Material supplied
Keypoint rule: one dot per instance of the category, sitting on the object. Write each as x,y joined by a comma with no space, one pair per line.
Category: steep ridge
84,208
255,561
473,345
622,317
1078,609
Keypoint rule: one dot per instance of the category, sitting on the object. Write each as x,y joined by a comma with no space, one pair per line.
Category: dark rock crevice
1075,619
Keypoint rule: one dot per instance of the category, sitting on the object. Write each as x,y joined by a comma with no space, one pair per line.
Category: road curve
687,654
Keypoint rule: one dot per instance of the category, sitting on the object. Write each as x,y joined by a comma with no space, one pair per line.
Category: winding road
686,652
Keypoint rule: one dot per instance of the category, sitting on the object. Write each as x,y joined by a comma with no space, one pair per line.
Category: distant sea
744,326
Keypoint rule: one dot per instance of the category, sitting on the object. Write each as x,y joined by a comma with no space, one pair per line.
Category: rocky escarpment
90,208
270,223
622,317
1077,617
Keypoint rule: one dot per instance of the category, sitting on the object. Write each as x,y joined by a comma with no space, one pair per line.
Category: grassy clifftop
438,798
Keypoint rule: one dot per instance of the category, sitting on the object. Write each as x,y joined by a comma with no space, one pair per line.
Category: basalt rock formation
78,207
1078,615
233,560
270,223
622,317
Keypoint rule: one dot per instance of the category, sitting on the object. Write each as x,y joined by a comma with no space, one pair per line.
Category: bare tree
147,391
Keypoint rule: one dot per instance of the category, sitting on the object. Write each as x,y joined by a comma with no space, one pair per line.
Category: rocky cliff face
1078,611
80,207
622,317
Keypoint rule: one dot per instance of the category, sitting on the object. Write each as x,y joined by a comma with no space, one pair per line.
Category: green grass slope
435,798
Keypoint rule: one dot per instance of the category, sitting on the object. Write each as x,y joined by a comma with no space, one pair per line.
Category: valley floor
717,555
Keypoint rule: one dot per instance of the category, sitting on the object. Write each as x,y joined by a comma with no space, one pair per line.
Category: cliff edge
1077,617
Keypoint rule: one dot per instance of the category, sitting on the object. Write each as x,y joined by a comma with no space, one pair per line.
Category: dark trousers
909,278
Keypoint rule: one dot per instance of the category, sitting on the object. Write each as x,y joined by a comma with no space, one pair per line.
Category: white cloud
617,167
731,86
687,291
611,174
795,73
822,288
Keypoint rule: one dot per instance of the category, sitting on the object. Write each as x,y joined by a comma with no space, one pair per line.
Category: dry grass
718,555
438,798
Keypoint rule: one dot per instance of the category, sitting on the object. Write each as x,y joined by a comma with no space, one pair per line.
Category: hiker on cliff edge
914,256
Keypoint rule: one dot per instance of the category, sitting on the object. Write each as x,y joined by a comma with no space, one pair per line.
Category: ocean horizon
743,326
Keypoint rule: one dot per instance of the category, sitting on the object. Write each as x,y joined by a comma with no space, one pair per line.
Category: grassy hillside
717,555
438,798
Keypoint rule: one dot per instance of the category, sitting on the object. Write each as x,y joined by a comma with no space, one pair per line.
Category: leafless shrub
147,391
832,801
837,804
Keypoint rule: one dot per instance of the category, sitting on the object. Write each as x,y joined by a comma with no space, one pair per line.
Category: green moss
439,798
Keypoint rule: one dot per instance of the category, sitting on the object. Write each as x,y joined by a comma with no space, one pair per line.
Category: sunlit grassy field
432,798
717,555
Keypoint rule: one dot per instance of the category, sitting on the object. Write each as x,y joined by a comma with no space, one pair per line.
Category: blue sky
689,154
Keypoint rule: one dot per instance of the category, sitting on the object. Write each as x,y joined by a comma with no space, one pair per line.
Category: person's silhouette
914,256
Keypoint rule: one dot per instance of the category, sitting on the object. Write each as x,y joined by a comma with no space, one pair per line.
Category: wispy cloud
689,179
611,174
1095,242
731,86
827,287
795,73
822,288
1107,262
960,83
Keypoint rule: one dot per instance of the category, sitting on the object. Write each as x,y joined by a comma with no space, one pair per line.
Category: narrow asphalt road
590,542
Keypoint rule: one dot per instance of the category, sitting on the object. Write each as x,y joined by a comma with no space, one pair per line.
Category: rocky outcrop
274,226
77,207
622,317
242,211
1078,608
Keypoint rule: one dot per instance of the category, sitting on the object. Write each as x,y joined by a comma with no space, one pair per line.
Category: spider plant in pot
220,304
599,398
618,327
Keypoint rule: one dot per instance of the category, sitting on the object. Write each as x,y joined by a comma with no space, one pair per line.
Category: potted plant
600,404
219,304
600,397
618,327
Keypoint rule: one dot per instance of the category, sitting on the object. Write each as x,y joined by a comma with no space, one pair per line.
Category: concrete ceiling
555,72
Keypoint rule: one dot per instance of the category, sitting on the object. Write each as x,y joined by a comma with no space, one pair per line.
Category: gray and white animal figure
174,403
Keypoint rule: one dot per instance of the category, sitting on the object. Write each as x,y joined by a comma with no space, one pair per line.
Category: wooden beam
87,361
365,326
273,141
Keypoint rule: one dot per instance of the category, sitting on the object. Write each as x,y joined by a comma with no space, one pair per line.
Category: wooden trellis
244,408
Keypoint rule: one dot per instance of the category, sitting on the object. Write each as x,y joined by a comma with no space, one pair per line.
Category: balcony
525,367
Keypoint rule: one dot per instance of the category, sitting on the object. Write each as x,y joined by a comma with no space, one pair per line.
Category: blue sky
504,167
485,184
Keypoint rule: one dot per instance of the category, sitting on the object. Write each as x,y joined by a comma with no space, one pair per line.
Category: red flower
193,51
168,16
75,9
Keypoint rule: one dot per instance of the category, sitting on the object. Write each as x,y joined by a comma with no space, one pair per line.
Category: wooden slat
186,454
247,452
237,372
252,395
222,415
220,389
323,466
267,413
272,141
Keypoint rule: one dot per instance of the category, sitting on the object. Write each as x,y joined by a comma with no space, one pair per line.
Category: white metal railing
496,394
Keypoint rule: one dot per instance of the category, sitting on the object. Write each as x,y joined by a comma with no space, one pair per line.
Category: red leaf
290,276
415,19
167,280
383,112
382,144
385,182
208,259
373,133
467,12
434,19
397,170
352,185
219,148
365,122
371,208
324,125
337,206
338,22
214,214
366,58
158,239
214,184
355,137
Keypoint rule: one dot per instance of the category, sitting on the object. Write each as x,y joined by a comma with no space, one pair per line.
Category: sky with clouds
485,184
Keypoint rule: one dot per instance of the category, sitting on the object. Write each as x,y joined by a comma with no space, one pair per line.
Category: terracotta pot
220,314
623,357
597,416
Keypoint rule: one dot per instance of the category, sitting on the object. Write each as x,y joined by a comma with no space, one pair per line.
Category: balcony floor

Short task
Select and copy every line in the rows above that contains the string "grassy".

The solution
Category: grassy clifftop
Category: grassy hillside
Category: sunlit grassy field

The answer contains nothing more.